The primary response seems to be confusion. But I’d like to propose something else: It’s possible that “I wish they’d teach us more about Vikings” is the ultimate date filtering tool for a large group of people.
Although it’s been a little while since my dating days, I have a distinct memory of a period where I was getting frustrated. I wasn’t finding women who aligned with me personality-wise and, as a result, none of my attempts at relationships or even multiple dates were going anywhere.
It peaked on a Saturday night, when I called someone I was supposed to be going out with later that night, and she canceled the date and, essentially, made it clear she didn’t want to go on any future ones as well. I was angry, but it was really for the best — she and I were wildly incompatible, I was just riding it out because I didn’t have a ton of prospects at the time.
With my Saturday now free, I went to pick up some gadget at Best Buy. (Yes, this story takes place in the era of phone calls and Best Buy.) The one that had my item was in a part of the San Fernando Valley I’d never been to before. And in the adjacent parking lot that night, there was a giant Mexican circus going on. Literally. A traveling circus from Mexico was in town and had giant tents and rides and whatnot set up in the parking lot.
I remember thinking, “The right woman for me would be one who I could take to a Mexican circus on a first date.” I may’ve even written that quote into my Friendster profile. (That’s not me being cute about the timeline. This story did occur during the tail end of the Friendster era.)
Now, as someone who’s been in a relationship/married for eight years, I can definitively say the woman I ended up with TOTALLY would’ve loved the hilarious randomness of going to a Mexican circus in a Best Buy parking lot on a first date.
And that’s the Vikings line. A faster, easier, much more “2016” method to arrive at the same point. If I were dating now, I’d love to see the responses to “I wish they’d teach us more about Vikings.”
Because the person who just embraces it and responds with “We should sneak into a college class on them” or “Did you know they didn’t actually wear those horned helmets” or “I wish their new stadium didn’t force injured players to limp through a restaurant” would immediately pass through the weeding out process. You can learn more from someone’s response to “I wish they’d teach us more about Vikings” than hours and hours of other small talk exchanges.
Well played, American Girl. You accidentally struck gold. Much like the Vikings once did — in fact, quite a bit of their gold is now on display at the Sonderskov Museum in Brorup, Denmark. (There you go. Wanna make out?)

▶ _List of tasks_
A) From the dating essay, reproduce the passage starting with "Now, as someone" and going on through "small talk exchanges.".
B) Render this sentence from the dating essay in Spanish: "With my Saturday now free, I went to pick up some gadget at Best Buy."

▶ _Dataset content_

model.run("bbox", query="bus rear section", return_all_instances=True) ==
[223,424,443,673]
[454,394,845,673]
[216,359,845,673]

▶ _Written answers_
A)
Now, as someone who’s been in a relationship/married for eight years, I can definitively say the woman I ended up with TOTALLY would’ve loved the hilarious randomness of going to a Mexican circus in a Best Buy parking lot on a first date.
And that’s the Vikings line. A faster, easier, much more “2016” method to arrive at the same point. If I were dating now, I’d love to see the responses to “I wish they’d teach us more about Vikings.”
Because the person who just embraces it and responds with “We should sneak into a college class on them” or “Did you know they didn’t actually wear those horned helmets” or “I wish their new stadium didn’t force injured players to limp through a restaurant” would immediately pass through the weeding out process. You can learn more from someone’s response to “I wish they’d teach us more about Vikings” than hours and hours of other small talk exchanges.

B) Con mi sábado ahora libre, fui a recoger algún aparato a Best Buy.